Page excerpt ->
━━━━━━━━━━━━━━━━━━━━━━━━━━━━━━
The Swedish fragment elaborates on the ending, and describes the parent’s search for the lost Hallvard, and the later classical inventio: Three men, two young and one old, pass by the place of the murder late at night and see a flaming torch in the dark sky, leading them to the body of Hallvard afloat in the sea. Parts of the text are here unclear, but it seems that a blind man gets his eyesight back and a well of healing water springs from the ground on the place where they pull him ashore. Then they notify Hallvard’s grief-stricken parents, who find consolation in their son’s obvious holiness. We may assume that the legend in its longest form, or in the form of nine lessons, has included the inventio. If we believe that the few preserved lines from a Hallvard’s saga in Old Norse correspond with the Latin legend, the legend also included the translatio from Lier to Oslo, “where he since then rests in the main church” (Heilagra Manna søgur, 395).

Composition and style

The legend as transmitted has been described as unusually poor and short by STORM who was familiar only with the versions in BN and AS (STORM 1880, p XXXXV). The two fragments from the Norwegian and Swedish National Archives revealing the existence of longer versions were discovered long after his time.

The four surviving texts all seem to relate to the same older version, probably one very close to the Oslo RA, Nor. fragm. 98 (the Oslo version), of which we have only Hallvard’s martyrium. Here we also learn the names of the three perpetrators; Segmundus and his brothers, Halvardus and Ketillus. The version printed in AS seems based on this, but shortened and altered in the direction of a more hypotactical structure. For instance, where the Oslo version has “Redde nobis illam ut moriatur. Digna est.” the AS version reads “Redde eam ut moriatur, quoniam digna.” There is also a tendency in the AS version to use present participles to increase the flow of the language: Where the Oslo version reads “... extraxit quandam modicam lintrem de alga”, the AS version goes for the participle: “...extrahensque modicam lintrem de alga, ascendit eam.
━━━━━━━━━━━━━━━━━━━━━━━━━━━━━━
Data ->

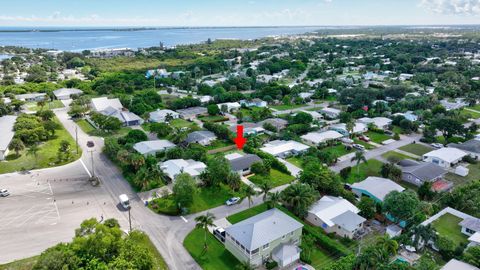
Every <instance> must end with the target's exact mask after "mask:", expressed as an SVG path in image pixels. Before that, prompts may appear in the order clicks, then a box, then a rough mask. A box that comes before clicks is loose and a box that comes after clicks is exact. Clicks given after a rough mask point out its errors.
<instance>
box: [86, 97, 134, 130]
mask: <svg viewBox="0 0 480 270" xmlns="http://www.w3.org/2000/svg"><path fill="white" fill-rule="evenodd" d="M90 107H91V108H92V110H94V111H96V112H98V113H101V114H103V115H106V116H110V117H115V118H117V119H118V120H120V121H121V122H122V123H123V125H124V126H137V125H141V124H143V119H142V118H140V117H139V116H138V115H136V114H134V113H132V112H129V111H127V110H125V109H123V105H122V103H120V100H119V99H118V98H112V99H109V98H107V97H99V98H92V100H91V102H90Z"/></svg>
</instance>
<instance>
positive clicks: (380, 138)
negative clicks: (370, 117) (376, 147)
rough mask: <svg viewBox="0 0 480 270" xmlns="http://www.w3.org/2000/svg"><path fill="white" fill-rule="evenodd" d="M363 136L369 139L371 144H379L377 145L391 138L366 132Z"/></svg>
mask: <svg viewBox="0 0 480 270" xmlns="http://www.w3.org/2000/svg"><path fill="white" fill-rule="evenodd" d="M365 135H367V136H368V137H369V138H370V140H372V142H374V143H379V144H381V143H382V142H383V141H386V140H389V139H391V138H392V137H390V136H388V135H385V134H382V133H377V132H373V131H368V132H367V133H365Z"/></svg>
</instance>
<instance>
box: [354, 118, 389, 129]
mask: <svg viewBox="0 0 480 270" xmlns="http://www.w3.org/2000/svg"><path fill="white" fill-rule="evenodd" d="M357 122H358V123H362V124H365V125H367V126H368V125H369V124H373V125H374V126H375V127H377V128H379V129H388V128H389V127H390V125H391V124H392V119H389V118H386V117H374V118H369V117H363V118H360V119H358V120H357Z"/></svg>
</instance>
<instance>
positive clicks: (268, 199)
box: [267, 191, 282, 208]
mask: <svg viewBox="0 0 480 270" xmlns="http://www.w3.org/2000/svg"><path fill="white" fill-rule="evenodd" d="M281 198H282V197H281V196H280V192H278V191H277V192H269V193H268V201H267V206H268V208H273V207H275V206H276V205H277V204H278V203H279V202H280V200H281Z"/></svg>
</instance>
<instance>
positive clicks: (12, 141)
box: [8, 138, 25, 157]
mask: <svg viewBox="0 0 480 270" xmlns="http://www.w3.org/2000/svg"><path fill="white" fill-rule="evenodd" d="M8 148H9V149H10V150H13V151H15V154H16V155H17V157H18V156H20V151H22V150H23V149H25V145H24V144H23V142H22V141H21V140H20V139H17V138H15V139H13V140H12V141H11V142H10V145H9V146H8Z"/></svg>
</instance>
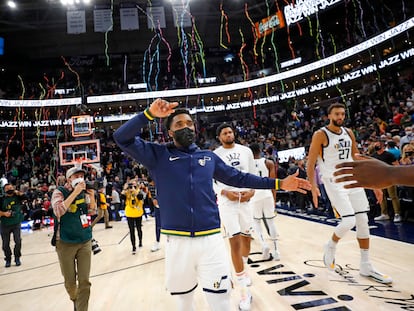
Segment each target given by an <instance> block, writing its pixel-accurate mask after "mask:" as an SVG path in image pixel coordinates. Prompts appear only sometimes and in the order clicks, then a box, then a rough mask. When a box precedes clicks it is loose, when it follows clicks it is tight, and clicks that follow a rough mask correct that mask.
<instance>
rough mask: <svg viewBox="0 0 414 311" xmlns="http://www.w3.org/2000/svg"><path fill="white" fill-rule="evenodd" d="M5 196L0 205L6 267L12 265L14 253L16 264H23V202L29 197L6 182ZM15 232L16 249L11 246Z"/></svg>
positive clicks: (4, 185) (0, 214) (4, 258)
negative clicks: (0, 205)
mask: <svg viewBox="0 0 414 311" xmlns="http://www.w3.org/2000/svg"><path fill="white" fill-rule="evenodd" d="M3 190H4V193H5V195H4V197H3V198H2V200H1V206H0V216H1V217H0V220H1V239H2V243H3V252H4V260H5V261H6V264H5V267H6V268H9V267H10V266H11V260H12V255H13V254H14V262H15V264H16V266H20V265H21V261H20V257H21V255H22V253H21V250H22V238H21V223H22V221H23V218H24V216H23V213H22V202H23V201H25V200H27V197H26V196H25V195H24V194H23V193H21V192H19V191H16V189H15V187H14V186H13V185H12V184H8V183H7V184H5V185H4V187H3ZM11 234H13V239H14V250H13V253H12V250H11V248H10V237H11Z"/></svg>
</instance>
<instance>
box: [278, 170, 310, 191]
━━━━━━━━━━━━━━━━━━━━━━━━━━━━━━
Written task 1 -> In the passage on the Hallvard legend, what are the names of the three perpetrators?
Written task 2 -> From the passage on the Hallvard legend, return the part that opens with the words containing "Composition and style" and closes with "after his time.", copied exactly.

Problem solution 1 -> Segmundus and his brothers, Halvardus and Ketillus.

Problem solution 2 ->
Composition and style

The legend as transmitted has been described as unusually poor and short by STORM who was familiar only with the versions in BN and AS (STORM 1880, p XXXXV). The two fragments from the Norwegian and Swedish National Archives revealing the existence of longer versions were discovered long after his time.